* What this task involves *
Render each line of the material below as one string in a JSON list, omitting blank lines and leaving out the pictures.

-- START OF Supplied data --

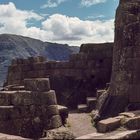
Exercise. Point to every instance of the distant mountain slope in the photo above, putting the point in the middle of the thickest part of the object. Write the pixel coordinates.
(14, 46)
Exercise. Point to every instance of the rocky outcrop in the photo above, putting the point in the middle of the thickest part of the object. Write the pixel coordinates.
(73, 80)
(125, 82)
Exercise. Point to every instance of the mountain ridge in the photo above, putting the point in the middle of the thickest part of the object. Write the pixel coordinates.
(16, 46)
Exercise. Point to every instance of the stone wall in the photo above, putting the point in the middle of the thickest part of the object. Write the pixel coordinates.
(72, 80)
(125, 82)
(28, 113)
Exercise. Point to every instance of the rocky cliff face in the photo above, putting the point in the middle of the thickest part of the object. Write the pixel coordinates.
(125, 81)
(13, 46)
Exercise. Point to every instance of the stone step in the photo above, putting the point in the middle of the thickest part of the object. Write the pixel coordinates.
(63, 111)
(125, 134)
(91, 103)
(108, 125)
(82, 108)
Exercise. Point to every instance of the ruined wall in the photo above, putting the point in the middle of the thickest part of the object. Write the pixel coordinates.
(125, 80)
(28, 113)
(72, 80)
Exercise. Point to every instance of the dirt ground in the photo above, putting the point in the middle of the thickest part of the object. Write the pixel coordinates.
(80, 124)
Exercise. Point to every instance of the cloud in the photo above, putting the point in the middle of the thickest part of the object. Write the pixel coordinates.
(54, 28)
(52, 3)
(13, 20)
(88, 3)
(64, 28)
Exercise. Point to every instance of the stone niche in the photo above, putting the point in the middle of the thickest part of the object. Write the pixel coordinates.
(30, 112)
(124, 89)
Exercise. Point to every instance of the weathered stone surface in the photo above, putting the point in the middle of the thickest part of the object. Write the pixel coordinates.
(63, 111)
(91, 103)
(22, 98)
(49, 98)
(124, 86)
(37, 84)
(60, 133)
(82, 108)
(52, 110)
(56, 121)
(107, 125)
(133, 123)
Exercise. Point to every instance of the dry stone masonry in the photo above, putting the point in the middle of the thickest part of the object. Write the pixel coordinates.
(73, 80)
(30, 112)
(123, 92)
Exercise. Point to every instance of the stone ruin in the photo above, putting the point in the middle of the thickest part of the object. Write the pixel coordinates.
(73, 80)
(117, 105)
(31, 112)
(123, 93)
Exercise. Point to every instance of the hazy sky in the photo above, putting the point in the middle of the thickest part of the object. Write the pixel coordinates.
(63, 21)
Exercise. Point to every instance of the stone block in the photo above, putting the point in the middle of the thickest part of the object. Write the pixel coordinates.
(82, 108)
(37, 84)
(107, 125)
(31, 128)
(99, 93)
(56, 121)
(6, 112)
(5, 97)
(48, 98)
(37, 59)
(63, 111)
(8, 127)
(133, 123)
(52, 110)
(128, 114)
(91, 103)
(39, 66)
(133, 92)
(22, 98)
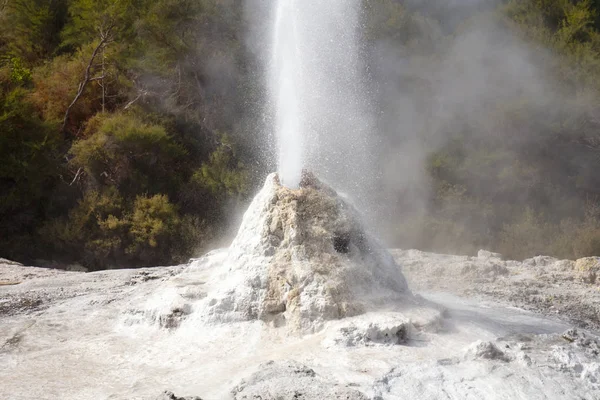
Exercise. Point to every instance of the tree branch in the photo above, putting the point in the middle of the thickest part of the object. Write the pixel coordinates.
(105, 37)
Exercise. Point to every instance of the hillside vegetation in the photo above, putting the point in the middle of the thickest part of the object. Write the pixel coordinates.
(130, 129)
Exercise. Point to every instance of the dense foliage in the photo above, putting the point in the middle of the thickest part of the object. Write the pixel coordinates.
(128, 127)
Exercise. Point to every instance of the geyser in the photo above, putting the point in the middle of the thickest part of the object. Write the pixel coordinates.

-- END OF Supplied data --

* Exercise answer *
[
  "Exercise. Point to every instance of the distant mountain slope in the photo above, putting the point in the middle of the thickest part of the object. Write the pixel coordinates.",
  "(14, 46)",
  "Exercise. Point to every instance of the rocky outcrop in the photo above, putting the point in the middle of the thickest part of the object. Write the pixel coordinates.",
  "(73, 80)",
  "(125, 82)",
  "Exercise. Point to every instance of the mountain ridge in the photo above, putting the point in the middle of the thickest part of the object. Write the pixel coordinates.",
  "(16, 46)",
  "Exercise. Point to every instance of the stone wall in the photo above, putting the point in the middle of the thickest part of the object. Write the pixel coordinates.",
  "(72, 80)",
  "(125, 82)",
  "(28, 113)",
  "Exercise. Point to every instance of the rocky cliff face in the photo above, putting the point in the middle of the thickest part of the object. Write the pixel coordinates.",
  "(125, 81)",
  "(13, 46)",
  "Exercise. Point to every instance of the stone step in the photo above, putting the point in the middle of the thickest part of the object. Write the pixel coordinates.",
  "(63, 111)",
  "(125, 134)",
  "(91, 103)",
  "(108, 125)",
  "(82, 108)",
  "Exercise. Point to every instance of the ruined wall in the photo above, putting the point in the middle of the thickest part of the object. Write the pixel coordinates.",
  "(125, 80)",
  "(28, 113)",
  "(72, 80)",
  "Exercise. Point to every instance of the dirt ground in the photo above, putting the point in the middle of the thickest part of the object. Write the pixel coordinates.",
  "(80, 124)",
  "Exercise. Point to every instance of the cloud in the photo above, putting the point in the middle of the thickest part of the object. Write the pixel coordinates.",
  "(54, 28)",
  "(52, 3)",
  "(13, 20)",
  "(88, 3)",
  "(64, 28)",
  "Exercise. Point to every instance of the stone niche in the photo above, putting the point in the middle of the thickest part of the object. Write the pixel coordinates.",
  "(30, 112)",
  "(124, 89)",
  "Exercise. Point to every instance of the weathered stone surface in the photo above, putting the point in the middle of the thickest part of the object. Write the pixel coordinates.",
  "(63, 111)",
  "(91, 103)",
  "(22, 98)",
  "(49, 98)",
  "(124, 86)",
  "(37, 84)",
  "(60, 133)",
  "(82, 108)",
  "(52, 110)",
  "(56, 121)",
  "(107, 125)",
  "(133, 123)",
  "Exercise. Point to every instance of the dry stone masonry in the photo above, putting the point in the middle of the thickest part of the object. Write the pixel coordinates.",
  "(73, 80)",
  "(30, 112)",
  "(123, 92)",
  "Exercise. Point to every instance of the stone ruin in the photo above, putting the point in the middle of the thickest part of the object. Write the pixel coordinates.",
  "(73, 80)",
  "(117, 105)",
  "(31, 112)",
  "(123, 93)",
  "Exercise. Point to every instance of the hazy sky in the photo above, putting the point in the middle of the thickest part of the object. Write the pixel coordinates.",
  "(63, 21)",
  "Exercise. Point to every instance of the stone block in the photo above, putting the point in the middle of the thickest part of the object. Write the pixel coordinates.",
  "(82, 108)",
  "(37, 84)",
  "(107, 125)",
  "(31, 128)",
  "(99, 93)",
  "(56, 121)",
  "(6, 112)",
  "(5, 97)",
  "(48, 98)",
  "(37, 59)",
  "(63, 111)",
  "(8, 127)",
  "(133, 123)",
  "(52, 110)",
  "(128, 114)",
  "(91, 103)",
  "(39, 66)",
  "(133, 92)",
  "(22, 98)",
  "Exercise. Point to every instance of the tree branch in the photo above, putting the point in the middle of the thickest part of the object. Write the pixel coordinates.",
  "(105, 37)",
  "Exercise. Point to every instance of the hillside vegetation in the photo above, putting the point in the middle of the thickest part of the object. Write the pixel coordinates.",
  "(130, 129)",
  "Exercise. Point to every instance of the dense foliage in the photo above, putting the point in the middle of the thickest part of the object. Write the pixel coordinates.",
  "(128, 127)",
  "Exercise. Point to every instance of the geyser in the photo above, putting the point in the middle of the thickest part of the object. Write the pixel coordinates."
]